### [TASK PROMPT]
The answer must be an exact copy of every record below.

Dataset items
↓↓↓

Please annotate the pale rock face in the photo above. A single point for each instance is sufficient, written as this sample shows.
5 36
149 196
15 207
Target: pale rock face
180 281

↑↑↑

### [EXERCISE ANSWER]
Please annotate the pale rock face in the photo above. A single point for each instance is sufficient, written as this sample shows.
5 36
149 196
15 207
Target: pale rock face
180 281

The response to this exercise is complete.